▶ [WHAT YOU HAVE TO DO]: Resume the report excerpt on the law governing minors and their property, writing on from its final sentence.

Report No. 83
V. State of The Law And Difficulties Felt
Immediate occasion for the Bil.- The legislation mentioned above constituted the background of the Act of 1890. The immediate occasion for undertaking the legislation that culminated in the Act of 1890 was furnished by certain practical difficulties that had been experienced in the working of the Bombay Minors Act, 1864. These difficulties had been brought to the notice of the Government of India by the Bombay High Court through the Local Government. The difficulty was thus described.-
"Any person may assume the charge of a minor's property without any sanction from the civil court. No one need take out a certificate unless for the purpose of enabling him to institute or defend a suit connected with the estate of which he claims the charge. If he does not profess to claim the charge of the property, he may dispense with a certificate even for the purpose of litigation. He may institute a suit as next friend, or defend it as guardian for the suit.
If he takes out a certificate he cannot deal with any immovable property without the sanction of the civil court previously obtained; and every alienation made by him without such sanction is absolutely invalid; while an alienation made with such sanction cannot, except under special circumstances, be impeached. On the other hand, a person who does not take out a certificate is absolutely beyond control, and can deal with the minor's property as he pleases.
It can hardly be said that this state of the law is favourable to the interests of the minor. There is nothing to compel a self-constituted administrator to apply to the Court for a certificate; but on the contrary, there is every inducement to him not to do so. Now I think that, in the case of every considerable estate, and especially when it consists of immovable property, it is desirable that every administrator should be obliged to satisfy the Court of his fitness before he meddles with the property."
[Act XX of 1864, section 2; Oct XX of 1864, section 2; Act X of 1877, Chapter XXXI; Act XX of 1864, section 18; ILR 2 Cal 282; ILR 2 Cal 929]
Need felt in Bengal.- Though the suggestion pertained only to the Bombay Act, it was, on an examination of the subject in the Legislative Department, thought that since the Bengal Minors Act, 1858 was drawn on the same lines as the Bombay Act, the improvements suggested in the Bombay Act would be needed in that Act also. It was further pointed out that the European British Minors Act, 1874 had also created several anomalies. For example, its provisions were confined to "European" British subjects, and were inapplicable to Eurasians.
Position in Madras.- Some problems had arisen in Madras also. The minute of the Chief Justice of Madras2 is of interest in this context-
"Although the Acts XL of 1858 and XX of 1864, which gave rise to the present reference, do not apply to this presidency, and the difficulties arising on construction of these Acts in connection with Chapter XXXI of the Code of Civil Procedure have consequently not been experienced here a review of the law relating to minors obtaining in this presidency will show that it is, as interpreted by the courts, defective in that it leaves certain minors without adequate protection and fails to provide sufficiently for the representation and protection of minors whose property becomes the subject of litigation.
Regulation V of 1804 created for this presidency a Court of Wards. By section 3, it was enacted that, where property charged with direct payment of rents or revenue to Government should devolve by inheritance on persons incapacitated by age, & c., from taking charge of the said property on their own behalf, the Collector should transmit to the Court of Wards a report stating the circumstances, and that the Court of Wards should thereupon state the case with their opinion and judgment to the Governor in Council to the end that the decision end orders of the Governor in Council might be passed thereon."

▶ [DATASET]:
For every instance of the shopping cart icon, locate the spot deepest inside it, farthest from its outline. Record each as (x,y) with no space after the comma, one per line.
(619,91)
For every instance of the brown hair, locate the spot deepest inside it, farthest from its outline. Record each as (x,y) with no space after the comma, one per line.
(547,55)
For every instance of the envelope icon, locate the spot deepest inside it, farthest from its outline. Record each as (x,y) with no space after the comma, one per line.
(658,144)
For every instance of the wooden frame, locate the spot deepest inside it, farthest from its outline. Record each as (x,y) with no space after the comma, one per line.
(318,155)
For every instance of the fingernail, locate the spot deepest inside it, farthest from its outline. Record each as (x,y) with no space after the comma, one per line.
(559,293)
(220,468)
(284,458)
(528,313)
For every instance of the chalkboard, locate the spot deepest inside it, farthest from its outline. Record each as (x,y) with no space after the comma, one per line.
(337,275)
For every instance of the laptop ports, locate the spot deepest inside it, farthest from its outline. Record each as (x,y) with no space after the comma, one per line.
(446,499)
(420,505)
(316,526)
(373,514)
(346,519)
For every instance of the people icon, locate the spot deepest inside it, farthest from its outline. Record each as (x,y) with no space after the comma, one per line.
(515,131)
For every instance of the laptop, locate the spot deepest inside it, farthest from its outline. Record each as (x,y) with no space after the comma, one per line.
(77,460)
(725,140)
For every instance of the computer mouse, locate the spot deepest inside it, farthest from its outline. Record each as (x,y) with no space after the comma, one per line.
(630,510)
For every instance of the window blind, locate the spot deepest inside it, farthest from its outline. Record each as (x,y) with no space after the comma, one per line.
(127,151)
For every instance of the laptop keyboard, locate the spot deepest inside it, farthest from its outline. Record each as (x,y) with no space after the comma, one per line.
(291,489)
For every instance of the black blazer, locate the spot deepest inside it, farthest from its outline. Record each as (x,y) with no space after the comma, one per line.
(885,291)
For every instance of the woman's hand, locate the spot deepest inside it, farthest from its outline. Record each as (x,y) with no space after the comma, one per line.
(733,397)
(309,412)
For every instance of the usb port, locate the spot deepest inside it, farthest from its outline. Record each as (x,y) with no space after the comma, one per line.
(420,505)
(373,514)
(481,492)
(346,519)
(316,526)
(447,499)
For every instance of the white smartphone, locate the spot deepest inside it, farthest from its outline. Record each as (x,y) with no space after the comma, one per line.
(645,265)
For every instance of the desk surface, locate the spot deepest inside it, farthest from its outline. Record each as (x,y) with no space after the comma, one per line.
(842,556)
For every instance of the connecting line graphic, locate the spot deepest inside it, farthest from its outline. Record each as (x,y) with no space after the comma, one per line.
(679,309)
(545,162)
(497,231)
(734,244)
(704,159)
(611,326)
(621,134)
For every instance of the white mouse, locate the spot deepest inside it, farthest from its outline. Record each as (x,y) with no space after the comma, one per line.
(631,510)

▶ [RESULT]:
The following is another interesting comment3 dealing with the position in Madras:-
"I think there can be little doubt that the present is a most favourable opportunity for dealing with the question of the care of the persons and property of minors in India1. The flaws and defects pointed out by the Bombay High Court in Act XX of 1864 exist in a great measure in Act XL of 1858, and probably they are also to be found in Madras Regulation V of 1804. The advantages of effecting a general improvement in all these laws by passing one general consolidated Act applicable to the whole of India are so self-evident as not to need much discussion.
The principle of codification has been adopted by the Government of India, and is being carried out. The present proposal is one step more in the same direction. Thus the passing of one general Act will not only be in accordance with this principle, but it will enable the Legislature to remedy the defects that are now found to exist. The Bengal Act was passed a quarter of a century ago. It was inevitable that defects and omissions should come to the light in this interval. These require to be remedied, and the rulings passed in this time by the High Courts require to be engrafted in the positive enactment.
I am therefore of opinion that a sufficient case has been made out to warrant the matter being taken in hand for the purposes of further legislation. It may be pointed out that there are at present the Majority Act, Act IX of 1861, the Court of Wards Act and others, all relating to the different branches of the same subject. If the law is to be codified, all these Acts might be taken up, and one general Act passed on the subject applicable to the whole Empire, thus forming an additional chapter to the Indian Statutes Book on the Law of Guardian and Ward."
Comprehensive law considered desirable.- In view of this position, it was suggested4 that it may be considered generally whether the best plan would not be to consolidate and amend the law relating to minors for all India. There were defects in Act 40 of 1858, and it might be useful to invite all Local Governments to report what amendments if any, were required in the law prevailing in each province.
Request for all India Bill.- Because of the difficulties felt, the Legislative Department was requested to be good enough to prepare and introduce into the Council of the Governor General for making Laws and Regulations a Bill prepared on the line suggested), applicable to all classes, extending to the whole of British India, embodying such of the provisions of Act 40 to 1858, and Act 13 of 1874, as were suitable and repealing the Acts and Regulations which related to the appointment of guardians by the civil courts.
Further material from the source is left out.